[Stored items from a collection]
____
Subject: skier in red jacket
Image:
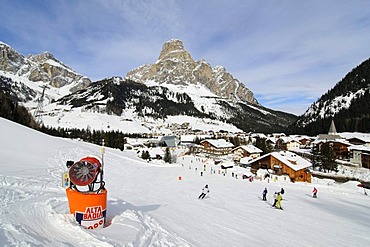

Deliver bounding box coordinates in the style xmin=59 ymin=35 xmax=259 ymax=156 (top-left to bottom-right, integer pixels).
xmin=312 ymin=187 xmax=318 ymax=198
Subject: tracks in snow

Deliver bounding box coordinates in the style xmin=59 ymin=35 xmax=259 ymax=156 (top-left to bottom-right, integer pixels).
xmin=0 ymin=145 xmax=192 ymax=246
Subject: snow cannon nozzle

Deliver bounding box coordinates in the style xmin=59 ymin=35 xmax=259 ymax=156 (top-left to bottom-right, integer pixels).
xmin=67 ymin=156 xmax=105 ymax=193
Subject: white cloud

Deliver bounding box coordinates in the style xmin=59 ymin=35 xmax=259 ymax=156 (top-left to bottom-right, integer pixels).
xmin=1 ymin=0 xmax=370 ymax=115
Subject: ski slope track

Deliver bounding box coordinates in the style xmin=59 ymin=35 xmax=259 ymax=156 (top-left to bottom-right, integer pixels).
xmin=1 ymin=117 xmax=370 ymax=246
____
» **EXERCISE DESCRIPTION**
Restate the line containing "Subject: white cloud" and every remaining line of the records word for word. Add nothing.

» **WRITTEN SOLUTION**
Subject: white cloud

Deliver bounding box coordinates in the style xmin=59 ymin=35 xmax=259 ymax=156 (top-left to bottom-right, integer pixels).
xmin=1 ymin=0 xmax=370 ymax=115
Subject: ski slope track

Deliver bounding box coordinates in the style xmin=59 ymin=35 xmax=259 ymax=156 (top-left to bottom-right, integer pixels).
xmin=1 ymin=117 xmax=370 ymax=246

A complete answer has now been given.